start Task material

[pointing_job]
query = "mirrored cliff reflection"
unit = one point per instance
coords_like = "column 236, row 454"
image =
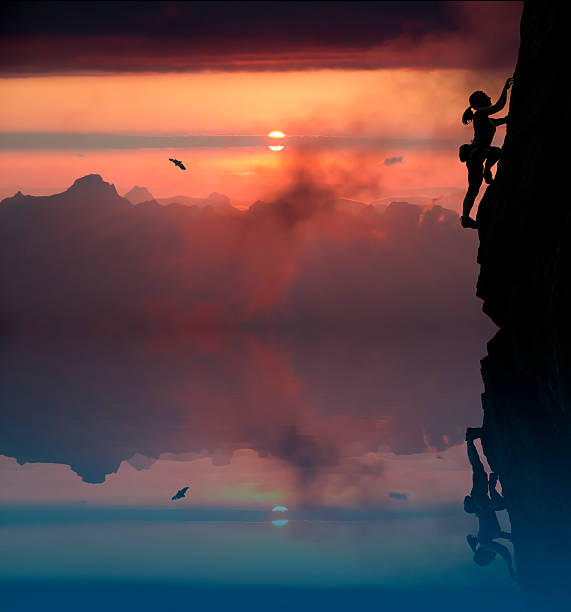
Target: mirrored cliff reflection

end Task material

**Exercise requirements:** Copy the record above line for line, without a single change, and leave out the picture.

**Reply:**
[pointing_job]
query = "mirrored cliff reflection"
unit = one point per instance
coords_like = "column 236, row 454"
image =
Target: mirrored cliff reflection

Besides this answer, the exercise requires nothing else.